# [Instructions for the task]
If a picture appears in the records, skip it; copy everything else exactly.

# [Given entries]

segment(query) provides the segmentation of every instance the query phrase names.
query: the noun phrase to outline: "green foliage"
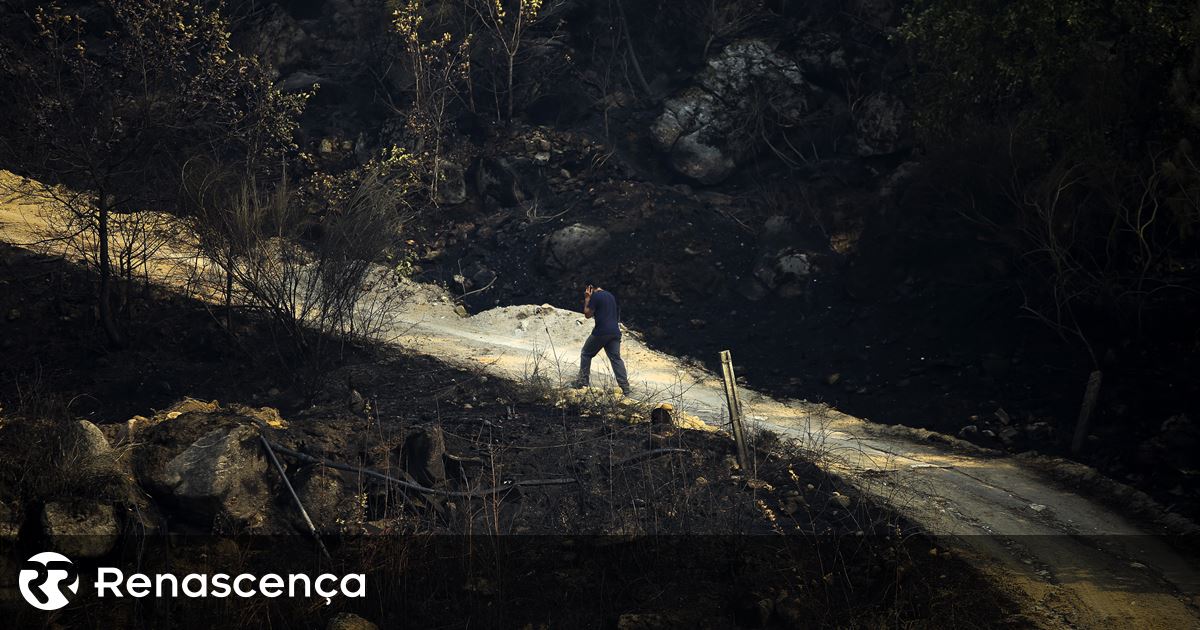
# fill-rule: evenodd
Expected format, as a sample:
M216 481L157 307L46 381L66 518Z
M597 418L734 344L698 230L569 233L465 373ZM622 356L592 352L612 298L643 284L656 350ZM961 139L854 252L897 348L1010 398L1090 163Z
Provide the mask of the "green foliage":
M413 79L412 104L397 113L404 115L416 157L414 166L420 167L428 182L429 200L436 205L444 164L462 158L454 155L453 144L447 140L454 128L452 109L470 85L472 37L468 34L455 43L444 30L435 34L442 25L435 19L432 25L423 26L425 14L430 12L424 5L420 0L399 3L392 13L392 31L403 43L403 61ZM438 6L432 9L436 12Z
M24 28L6 29L13 54L0 64L4 165L117 206L161 208L172 201L161 178L197 153L278 164L305 96L275 90L208 7L114 0L89 18L31 7Z
M1032 314L1095 359L1194 301L1200 3L915 0L900 37L934 163L962 154L948 209L1013 245Z
M1193 11L1162 0L916 0L900 36L920 72L920 122L934 134L996 115L1074 126L1072 108L1128 89L1153 104L1197 42Z
M279 165L306 95L280 93L267 68L232 50L219 4L87 8L85 18L57 3L6 3L0 167L79 193L60 210L96 243L99 311L119 343L110 213L179 208L183 165L198 155L251 172Z

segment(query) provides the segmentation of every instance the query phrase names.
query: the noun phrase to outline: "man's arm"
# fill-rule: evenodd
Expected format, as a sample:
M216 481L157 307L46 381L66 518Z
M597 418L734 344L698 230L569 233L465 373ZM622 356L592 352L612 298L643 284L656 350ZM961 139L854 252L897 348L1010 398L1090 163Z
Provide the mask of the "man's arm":
M595 314L592 311L592 306L591 306L593 291L595 291L595 289L591 285L588 285L588 288L583 290L583 316L587 319L591 319L592 315Z

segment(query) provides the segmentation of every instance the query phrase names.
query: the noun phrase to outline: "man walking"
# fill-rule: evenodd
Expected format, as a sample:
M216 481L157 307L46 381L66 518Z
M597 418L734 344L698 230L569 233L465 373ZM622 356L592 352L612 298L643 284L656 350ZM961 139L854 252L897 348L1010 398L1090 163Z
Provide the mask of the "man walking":
M617 306L617 296L587 285L583 290L583 316L595 319L596 325L587 341L583 342L583 351L579 353L579 378L575 379L575 387L587 387L592 375L592 357L604 348L617 385L628 396L629 374L625 371L625 362L621 360L621 328L617 325L621 321L621 309Z

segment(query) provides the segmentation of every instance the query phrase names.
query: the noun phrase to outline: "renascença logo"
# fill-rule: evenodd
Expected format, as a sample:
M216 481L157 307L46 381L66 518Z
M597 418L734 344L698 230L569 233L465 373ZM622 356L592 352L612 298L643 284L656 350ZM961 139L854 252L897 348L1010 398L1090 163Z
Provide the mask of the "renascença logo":
M25 561L20 575L21 595L40 610L58 610L79 592L79 571L69 559L53 551L43 551ZM64 591L65 588L65 591ZM280 575L266 573L189 573L183 577L171 573L126 575L114 567L99 567L93 585L97 597L304 597L314 595L328 605L336 596L366 597L366 576L347 573L337 576L322 573L311 577L303 573ZM69 593L68 593L69 592Z
M75 565L53 551L43 551L26 560L18 580L21 596L39 610L58 610L79 592L79 572Z

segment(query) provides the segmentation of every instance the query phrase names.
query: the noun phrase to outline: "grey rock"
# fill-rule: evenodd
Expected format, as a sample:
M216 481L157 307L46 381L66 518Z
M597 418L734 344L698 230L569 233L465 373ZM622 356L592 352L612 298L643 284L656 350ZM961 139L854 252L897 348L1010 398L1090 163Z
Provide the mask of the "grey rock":
M808 253L789 247L761 258L754 276L780 297L793 298L804 294L815 268Z
M418 429L405 436L400 451L400 466L425 486L446 482L446 437L438 426Z
M327 83L325 79L308 72L293 72L283 78L282 81L276 84L281 92L304 92L312 89L314 85Z
M85 460L111 455L112 447L109 446L108 438L104 437L100 427L87 420L80 420L73 429L71 438L75 455Z
M788 123L800 121L815 108L817 92L800 66L772 44L760 39L733 42L708 60L695 85L664 101L650 134L676 171L715 184L758 148L761 138L747 131L747 121L764 114ZM770 98L758 98L764 94Z
M103 503L47 503L42 528L50 545L68 558L99 558L117 544L117 518Z
M266 473L258 431L242 425L205 434L167 462L155 481L193 514L256 524L270 503Z
M671 147L671 166L702 184L720 183L737 163L709 142L699 131L680 136Z
M554 232L546 239L547 267L574 269L595 255L608 243L608 230L594 225L575 223Z

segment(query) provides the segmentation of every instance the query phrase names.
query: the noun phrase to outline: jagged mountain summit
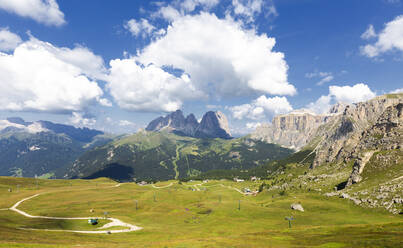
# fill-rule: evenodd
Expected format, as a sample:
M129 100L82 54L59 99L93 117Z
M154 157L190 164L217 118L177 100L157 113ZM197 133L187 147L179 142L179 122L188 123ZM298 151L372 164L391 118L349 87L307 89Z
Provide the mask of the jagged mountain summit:
M195 138L231 138L227 117L220 111L205 113L199 123L193 114L185 118L181 110L176 110L154 119L146 130L168 131Z

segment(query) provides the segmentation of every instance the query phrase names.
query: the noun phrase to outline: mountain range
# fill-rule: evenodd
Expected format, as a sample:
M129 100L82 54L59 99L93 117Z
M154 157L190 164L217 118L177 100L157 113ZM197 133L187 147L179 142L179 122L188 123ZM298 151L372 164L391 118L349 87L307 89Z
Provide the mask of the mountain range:
M227 117L220 111L205 113L199 123L193 114L189 114L185 118L182 111L177 110L151 121L146 130L166 130L195 138L231 138Z
M299 187L313 178L310 173L320 172L315 183L323 180L323 185L357 195L373 192L360 202L383 204L396 212L396 204L403 202L399 200L403 198L402 108L403 94L387 94L337 104L327 114L297 110L275 116L271 123L236 139L231 138L227 118L211 111L199 123L193 114L185 118L177 110L151 121L146 130L119 137L9 118L0 120L0 172L156 181L272 178L288 170ZM379 196L380 191L385 195Z
M54 176L84 151L111 140L112 136L88 128L18 117L0 120L0 175Z

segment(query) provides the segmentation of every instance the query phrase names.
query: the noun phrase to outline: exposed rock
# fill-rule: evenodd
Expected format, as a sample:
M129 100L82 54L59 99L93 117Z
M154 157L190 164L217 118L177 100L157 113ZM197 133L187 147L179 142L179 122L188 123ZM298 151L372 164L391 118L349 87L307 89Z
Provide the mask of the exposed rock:
M341 115L318 129L316 136L321 141L315 148L313 167L357 159L362 151L402 149L402 107L403 94L379 96L346 106ZM357 173L353 177L352 181L359 181Z
M151 121L146 127L147 131L161 131L161 130L178 130L182 131L185 129L186 120L183 116L181 110L176 110L165 117L158 117L157 119Z
M308 110L295 110L289 114L275 116L271 124L258 126L251 138L299 150L311 141L320 125L338 114L337 109L334 113L324 115L317 115Z
M147 131L168 131L197 138L231 138L228 120L219 111L209 111L204 114L201 123L193 114L186 118L181 110L172 112L165 117L160 116L151 121L146 127Z
M298 211L304 212L304 208L302 207L301 204L298 204L298 203L293 203L293 204L291 204L291 209L292 209L292 210L298 210Z
M227 117L220 111L205 113L195 136L200 138L231 138Z
M347 180L347 187L354 184L359 183L362 178L360 174L364 170L365 165L371 159L372 155L375 151L365 152L362 156L360 156L355 162L353 166L353 172L351 173L349 179Z

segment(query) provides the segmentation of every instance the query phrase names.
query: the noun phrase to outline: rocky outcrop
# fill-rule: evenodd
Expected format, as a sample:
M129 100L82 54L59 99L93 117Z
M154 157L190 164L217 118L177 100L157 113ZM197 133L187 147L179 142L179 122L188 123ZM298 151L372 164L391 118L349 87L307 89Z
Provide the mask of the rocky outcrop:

# [Answer section]
segment(query) provides the segmentation of every instance the query phrase names.
query: the noun phrase to outline: "green foliage"
# fill-rule: evenodd
Expected format, as a sample:
M216 481L157 307L46 381L66 518Z
M597 418L734 344L698 230L569 233L465 373ZM622 356L592 352L612 298L643 284L656 350ZM961 139L854 252L897 348L1010 398L1090 163Z
Provide the mask of the "green foliage":
M413 79L412 104L397 113L404 115L416 157L414 166L420 167L428 182L429 200L436 205L444 164L462 158L454 155L453 144L447 140L454 128L452 109L470 85L472 37L468 34L455 43L444 30L435 34L442 25L435 19L432 25L423 26L425 14L430 12L424 5L420 0L399 3L392 13L392 31L403 43L403 61ZM438 6L432 9L436 12Z
M24 28L6 29L13 54L0 64L4 165L117 206L161 208L172 201L161 178L197 153L278 164L305 96L275 90L208 7L114 0L89 18L31 7Z
M1032 314L1095 359L1194 301L1200 3L915 0L900 37L934 163L962 154L948 209L1013 245Z
M1193 11L1162 0L916 0L900 36L920 72L920 122L934 134L996 115L1074 126L1072 108L1128 89L1153 104L1197 42Z
M279 165L306 95L280 93L267 68L232 50L219 4L87 8L85 18L57 3L6 3L0 167L79 193L60 210L96 243L99 311L119 343L110 213L179 208L183 165L198 155L251 172Z

segment(query) provides the segmentation of every instance the query phrase names.
query: the noun phrase to outline: "man's arm"
# fill-rule: evenodd
Expected format, as a sample:
M216 481L157 307L46 381L66 518Z
M597 418L734 344L698 230L569 233L465 373ZM622 356L592 352L612 298L643 284L656 350ZM961 139L854 252L897 348L1010 398L1090 163Z
Provide the mask of the "man's arm":
M595 314L592 311L592 306L591 306L593 291L595 291L595 289L591 285L588 285L588 288L583 290L583 316L587 319L591 319L592 315Z

segment(query) provides the segmentation of every instance the query phrase names.
query: the noun phrase to outline: "man walking"
# fill-rule: evenodd
Expected format, as a sample:
M216 481L157 307L46 381L66 518Z
M597 418L734 344L698 230L569 233L465 373ZM622 356L592 352L612 298L643 284L656 350ZM961 139L854 252L897 348L1010 398L1090 163Z
Provide the mask of the "man walking":
M617 306L617 296L587 285L583 290L583 316L595 319L596 325L587 341L583 342L583 351L579 353L579 378L575 379L575 387L587 387L592 375L592 357L604 348L617 385L628 396L629 374L625 371L625 362L621 360L621 328L617 325L621 321L621 309Z

segment(query) provides the segmentation of every instance the query phrase names.
query: the noun phrase to outline: "renascença logo"
# fill-rule: evenodd
Expected format, as a sample:
M216 481L157 307L46 381L66 518Z
M597 418L734 344L698 230L569 233L465 373ZM622 356L592 352L612 298L643 284L656 350ZM961 139L854 252L897 348L1010 398L1090 163Z
Provide the mask of the "renascença logo":
M25 561L20 575L21 595L40 610L58 610L79 592L79 571L69 559L53 551L43 551ZM64 591L65 588L65 591ZM280 575L266 573L189 573L183 577L171 573L126 575L114 567L99 567L93 585L97 597L304 597L314 595L328 605L336 596L366 597L366 576L347 573L337 576L322 573L311 577L303 573ZM69 593L68 593L69 592Z
M75 565L53 551L43 551L26 560L18 580L21 596L39 610L58 610L79 592L79 572Z

segment(query) provides the segmentation of every instance the query phrase names.
query: the noun phrase to outline: "grey rock"
# fill-rule: evenodd
Expected format, as a sample:
M216 481L157 307L46 381L66 518Z
M597 418L734 344L698 230L569 233L465 373ZM622 356L592 352L612 298L643 284L656 350ZM961 139L854 252L897 348L1010 398L1090 163Z
Provide the mask of the "grey rock":
M808 253L789 247L761 258L754 276L780 297L793 298L804 294L815 268Z
M418 429L405 436L400 451L400 466L425 486L446 482L446 437L438 426Z
M327 83L325 79L308 72L293 72L283 78L282 81L276 84L281 92L304 92L312 89L314 85Z
M85 460L111 455L112 447L109 446L108 438L104 437L100 427L87 420L80 420L73 429L71 438L75 455Z
M788 123L800 121L815 108L817 92L800 66L772 44L760 39L733 42L708 60L695 85L664 101L650 134L676 171L715 184L758 148L761 138L747 131L747 121L764 114ZM770 98L758 98L764 94Z
M103 503L47 503L42 528L50 545L68 558L99 558L117 544L117 518Z
M266 473L258 431L242 425L205 434L167 462L155 481L193 514L256 524L270 503Z
M671 147L671 166L702 184L720 183L737 163L709 142L699 131L680 136Z
M554 232L546 239L547 267L574 269L595 255L608 243L608 230L594 225L575 223Z

segment(query) provides the segmentation of every instance the query phrase names.
query: the noun phrase to outline: jagged mountain summit
# fill-rule: evenodd
Expected format, as a sample:
M129 100L82 54L59 99L93 117Z
M154 157L190 164L217 118L177 100L157 113ZM197 133L187 147L179 142L179 122L188 123ZM298 151L372 164L391 118L349 87L307 89Z
Provide the mask of the jagged mountain summit:
M195 138L231 138L227 117L220 111L205 113L199 123L193 114L185 118L181 110L176 110L154 119L146 130L168 131Z

segment(query) provides the segmentation of every instance the query phrase names.
query: the noun phrase to outline: mountain range
# fill-rule: evenodd
Expected format, as a sample:
M129 100L82 54L59 99L93 117Z
M154 157L190 164L217 118L177 100L157 113ZM197 133L187 147L179 142L179 122L188 123ZM298 151L372 164L391 118L349 87L307 89Z
Provide the mask of the mountain range:
M227 117L220 111L205 113L199 123L193 114L189 114L185 118L182 111L177 110L151 121L146 130L166 130L195 138L231 138Z
M299 187L313 178L310 173L320 172L315 183L323 180L323 185L357 195L373 192L360 202L383 204L396 212L396 204L403 202L399 200L403 198L402 108L403 94L387 94L337 104L327 114L297 110L275 116L271 123L236 139L231 138L227 118L211 111L199 123L193 114L185 118L177 110L151 121L146 130L119 137L9 118L0 120L0 172L156 181L272 178L288 170ZM379 196L380 191L385 195Z
M54 176L84 151L111 140L112 136L88 128L18 117L0 120L0 175Z

segment(query) provides the segmentation of every instance the query phrase names.
query: the noun phrase to outline: exposed rock
# fill-rule: evenodd
Expected format, as a sample:
M129 100L82 54L59 99L93 117Z
M154 157L190 164L217 118L177 100L157 113ZM197 133L187 147L179 142L179 122L188 123ZM298 151L372 164L391 118L349 87L307 89Z
Provide the mask of the exposed rock:
M341 115L318 129L316 136L321 141L315 148L313 167L357 159L362 151L402 149L402 107L403 94L379 96L346 106ZM357 173L353 177L352 181L359 181Z
M151 121L146 127L147 131L161 131L161 130L178 130L182 131L185 129L186 120L183 116L181 110L176 110L165 117L158 117L157 119Z
M308 110L295 110L289 114L275 116L271 124L258 126L251 138L299 150L311 141L320 125L338 114L337 109L334 113L324 115L317 115Z
M147 131L168 131L197 138L231 138L228 120L219 111L209 111L204 114L201 123L193 114L186 118L181 110L172 112L165 117L160 116L151 121L146 127Z
M298 211L304 212L304 208L302 207L301 204L298 204L298 203L293 203L293 204L291 204L291 209L292 209L292 210L298 210Z
M227 117L220 111L205 113L195 136L200 138L231 138Z
M347 180L347 187L354 184L359 183L362 178L360 174L364 170L365 165L371 159L372 155L375 151L365 152L362 156L360 156L355 162L353 166L353 172L351 173L349 179Z

segment(query) provides the segmentation of every instance the query phrase names.
query: the noun phrase to outline: rocky outcrop
# fill-rule: evenodd
Expected format, as a sample:
M129 100L82 54L59 99L93 117Z
M154 157L190 164L217 118L177 100L157 113ZM197 133L187 147L179 142L179 122L188 123ZM298 151L372 164L391 118L349 87L307 89Z
Provide the mask of the rocky outcrop:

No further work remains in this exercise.